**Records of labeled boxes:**
-*-*-
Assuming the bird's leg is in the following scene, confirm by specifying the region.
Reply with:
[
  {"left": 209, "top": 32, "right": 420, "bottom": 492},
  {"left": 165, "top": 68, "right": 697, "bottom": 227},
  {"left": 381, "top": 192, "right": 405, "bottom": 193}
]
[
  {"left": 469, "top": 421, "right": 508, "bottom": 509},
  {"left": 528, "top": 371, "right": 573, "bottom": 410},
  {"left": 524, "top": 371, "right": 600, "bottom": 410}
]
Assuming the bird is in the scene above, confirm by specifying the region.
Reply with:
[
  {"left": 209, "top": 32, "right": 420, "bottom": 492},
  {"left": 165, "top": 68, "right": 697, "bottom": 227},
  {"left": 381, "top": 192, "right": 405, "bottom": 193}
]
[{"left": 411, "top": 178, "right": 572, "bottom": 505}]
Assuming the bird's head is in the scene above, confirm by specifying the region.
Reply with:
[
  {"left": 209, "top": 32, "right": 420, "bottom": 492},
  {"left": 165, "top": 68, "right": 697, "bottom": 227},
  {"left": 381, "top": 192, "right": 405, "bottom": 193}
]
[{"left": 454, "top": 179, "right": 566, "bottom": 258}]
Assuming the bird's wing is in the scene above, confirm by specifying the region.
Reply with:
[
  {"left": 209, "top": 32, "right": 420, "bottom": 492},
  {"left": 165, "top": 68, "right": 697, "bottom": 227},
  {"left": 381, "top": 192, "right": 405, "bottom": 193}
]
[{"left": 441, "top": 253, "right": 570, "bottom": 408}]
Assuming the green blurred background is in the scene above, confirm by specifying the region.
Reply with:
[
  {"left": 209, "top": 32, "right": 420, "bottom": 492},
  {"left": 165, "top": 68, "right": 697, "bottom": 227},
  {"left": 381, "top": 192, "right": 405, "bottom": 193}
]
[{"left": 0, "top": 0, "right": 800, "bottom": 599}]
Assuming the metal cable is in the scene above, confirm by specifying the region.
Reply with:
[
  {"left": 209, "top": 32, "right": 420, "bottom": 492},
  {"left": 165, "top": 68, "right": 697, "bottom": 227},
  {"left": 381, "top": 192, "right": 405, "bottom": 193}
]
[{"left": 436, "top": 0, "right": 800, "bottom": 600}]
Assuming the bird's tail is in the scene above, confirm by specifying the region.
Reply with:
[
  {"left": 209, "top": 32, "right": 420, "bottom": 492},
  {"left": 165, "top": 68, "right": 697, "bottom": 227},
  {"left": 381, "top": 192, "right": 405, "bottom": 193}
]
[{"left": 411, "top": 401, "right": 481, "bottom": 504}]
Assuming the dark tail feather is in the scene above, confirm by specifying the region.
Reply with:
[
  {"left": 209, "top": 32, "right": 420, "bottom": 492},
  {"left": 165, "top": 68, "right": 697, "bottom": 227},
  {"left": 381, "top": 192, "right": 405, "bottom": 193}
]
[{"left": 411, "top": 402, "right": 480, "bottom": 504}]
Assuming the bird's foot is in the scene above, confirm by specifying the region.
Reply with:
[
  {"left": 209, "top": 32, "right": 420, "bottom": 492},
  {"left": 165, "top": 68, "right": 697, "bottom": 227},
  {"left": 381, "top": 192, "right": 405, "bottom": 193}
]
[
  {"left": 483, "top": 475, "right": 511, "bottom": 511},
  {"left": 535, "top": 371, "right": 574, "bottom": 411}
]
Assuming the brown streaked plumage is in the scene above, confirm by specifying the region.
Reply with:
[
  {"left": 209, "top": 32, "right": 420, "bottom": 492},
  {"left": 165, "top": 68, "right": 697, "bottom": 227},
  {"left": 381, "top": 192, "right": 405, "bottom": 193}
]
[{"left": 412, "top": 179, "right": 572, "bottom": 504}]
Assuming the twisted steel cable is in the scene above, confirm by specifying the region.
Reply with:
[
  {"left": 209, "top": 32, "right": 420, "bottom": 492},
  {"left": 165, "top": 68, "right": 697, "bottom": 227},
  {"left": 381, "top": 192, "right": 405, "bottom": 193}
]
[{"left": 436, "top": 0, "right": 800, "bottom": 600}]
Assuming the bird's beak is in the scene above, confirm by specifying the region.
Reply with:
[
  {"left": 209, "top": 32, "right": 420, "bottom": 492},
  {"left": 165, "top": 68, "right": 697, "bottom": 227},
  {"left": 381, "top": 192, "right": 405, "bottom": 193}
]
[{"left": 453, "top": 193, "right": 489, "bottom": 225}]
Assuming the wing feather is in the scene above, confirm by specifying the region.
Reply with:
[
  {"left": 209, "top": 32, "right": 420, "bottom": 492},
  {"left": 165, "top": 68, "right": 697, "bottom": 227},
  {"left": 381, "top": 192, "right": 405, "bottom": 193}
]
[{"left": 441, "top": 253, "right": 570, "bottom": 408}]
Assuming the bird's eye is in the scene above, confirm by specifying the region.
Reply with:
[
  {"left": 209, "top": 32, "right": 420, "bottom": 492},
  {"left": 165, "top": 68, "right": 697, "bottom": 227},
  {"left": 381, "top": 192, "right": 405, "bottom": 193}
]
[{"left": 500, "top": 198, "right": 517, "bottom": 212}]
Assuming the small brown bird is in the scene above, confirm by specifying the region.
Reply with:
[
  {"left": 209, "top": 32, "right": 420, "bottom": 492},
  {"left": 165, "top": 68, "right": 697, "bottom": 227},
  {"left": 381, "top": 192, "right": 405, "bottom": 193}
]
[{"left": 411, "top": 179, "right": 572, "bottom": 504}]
-*-*-
**Directive:**
Please set down each line of the records exactly as given.

**Full answer:**
Assuming the bird's leg is in the following scene, confirm by specifying the region.
Reply with:
[
  {"left": 209, "top": 32, "right": 420, "bottom": 492},
  {"left": 165, "top": 68, "right": 697, "bottom": 227},
  {"left": 381, "top": 192, "right": 405, "bottom": 193}
]
[
  {"left": 469, "top": 421, "right": 508, "bottom": 509},
  {"left": 528, "top": 371, "right": 573, "bottom": 410},
  {"left": 524, "top": 371, "right": 600, "bottom": 410}
]
Assuming the bird is in the scene above, confirm by specifying the region.
Reply with:
[
  {"left": 209, "top": 32, "right": 420, "bottom": 492},
  {"left": 165, "top": 68, "right": 697, "bottom": 227},
  {"left": 381, "top": 192, "right": 405, "bottom": 193}
]
[{"left": 411, "top": 178, "right": 572, "bottom": 505}]
Assuming the bird's head is in the scene above, confirm by specifying the region.
Reply with:
[
  {"left": 209, "top": 32, "right": 420, "bottom": 492},
  {"left": 165, "top": 68, "right": 697, "bottom": 227},
  {"left": 381, "top": 192, "right": 405, "bottom": 193}
]
[{"left": 454, "top": 179, "right": 566, "bottom": 258}]
Assuming the bird's wing is in the scene above, confirm by specifying the region.
Reply with:
[
  {"left": 209, "top": 32, "right": 420, "bottom": 492},
  {"left": 165, "top": 68, "right": 697, "bottom": 227},
  {"left": 381, "top": 192, "right": 405, "bottom": 193}
]
[{"left": 441, "top": 253, "right": 570, "bottom": 408}]
Assuming the green blurred background is in the scene above, confirm by specifying the region.
Reply with:
[
  {"left": 209, "top": 32, "right": 420, "bottom": 492},
  {"left": 165, "top": 68, "right": 697, "bottom": 227},
  {"left": 381, "top": 192, "right": 405, "bottom": 193}
]
[{"left": 0, "top": 0, "right": 800, "bottom": 599}]
Assuming the metal cable is in the scene above, confirm by specifying the region.
Reply with:
[
  {"left": 209, "top": 32, "right": 420, "bottom": 492},
  {"left": 165, "top": 68, "right": 697, "bottom": 227},
  {"left": 381, "top": 192, "right": 405, "bottom": 193}
]
[{"left": 436, "top": 0, "right": 800, "bottom": 600}]
Assuming the bird's tail is in the scene above, confirm by specifying the region.
Reply with:
[
  {"left": 209, "top": 32, "right": 420, "bottom": 492},
  {"left": 165, "top": 68, "right": 697, "bottom": 227},
  {"left": 381, "top": 192, "right": 405, "bottom": 193}
]
[{"left": 411, "top": 401, "right": 481, "bottom": 504}]
Assuming the dark tail feather is in the scene above, confirm by specifying the region.
Reply with:
[
  {"left": 209, "top": 32, "right": 420, "bottom": 492},
  {"left": 165, "top": 68, "right": 697, "bottom": 227},
  {"left": 381, "top": 192, "right": 405, "bottom": 193}
]
[{"left": 411, "top": 402, "right": 480, "bottom": 504}]
Assuming the bird's foot is in the scene above, confirm by specifying the region.
Reply with:
[
  {"left": 209, "top": 32, "right": 420, "bottom": 492},
  {"left": 165, "top": 68, "right": 697, "bottom": 227},
  {"left": 381, "top": 192, "right": 405, "bottom": 193}
]
[
  {"left": 483, "top": 475, "right": 511, "bottom": 511},
  {"left": 535, "top": 371, "right": 574, "bottom": 411}
]
Assuming the brown streaked plumage is in the scene above, confirm by specifying the region.
Reply with:
[
  {"left": 209, "top": 32, "right": 420, "bottom": 492},
  {"left": 165, "top": 68, "right": 697, "bottom": 227},
  {"left": 381, "top": 192, "right": 405, "bottom": 193}
]
[{"left": 412, "top": 179, "right": 572, "bottom": 504}]
Assuming the twisted steel cable is in the scene above, confirm by specifying the region.
Reply with:
[
  {"left": 209, "top": 32, "right": 420, "bottom": 492},
  {"left": 165, "top": 68, "right": 697, "bottom": 227},
  {"left": 381, "top": 192, "right": 405, "bottom": 193}
]
[{"left": 436, "top": 0, "right": 800, "bottom": 600}]
Assuming the bird's beak is in the scene above, confirm by specifying the region.
Reply with:
[
  {"left": 209, "top": 32, "right": 420, "bottom": 492},
  {"left": 165, "top": 68, "right": 697, "bottom": 227},
  {"left": 381, "top": 192, "right": 405, "bottom": 193}
]
[{"left": 453, "top": 193, "right": 489, "bottom": 225}]
Assuming the wing feather is in the scene above, confirm by specifying the region.
Reply with:
[
  {"left": 209, "top": 32, "right": 420, "bottom": 492},
  {"left": 165, "top": 68, "right": 697, "bottom": 227},
  {"left": 381, "top": 192, "right": 405, "bottom": 193}
]
[{"left": 441, "top": 253, "right": 570, "bottom": 408}]
Assuming the bird's eye is in the scene above, confirm by specifying the region.
Reply with:
[
  {"left": 209, "top": 32, "right": 420, "bottom": 492},
  {"left": 165, "top": 68, "right": 697, "bottom": 227},
  {"left": 381, "top": 192, "right": 405, "bottom": 193}
]
[{"left": 500, "top": 198, "right": 517, "bottom": 212}]
Assuming the small brown bird is in the scene above, confirm by specifying the region.
Reply with:
[
  {"left": 209, "top": 32, "right": 420, "bottom": 492},
  {"left": 165, "top": 68, "right": 697, "bottom": 227},
  {"left": 381, "top": 192, "right": 405, "bottom": 193}
]
[{"left": 411, "top": 179, "right": 572, "bottom": 504}]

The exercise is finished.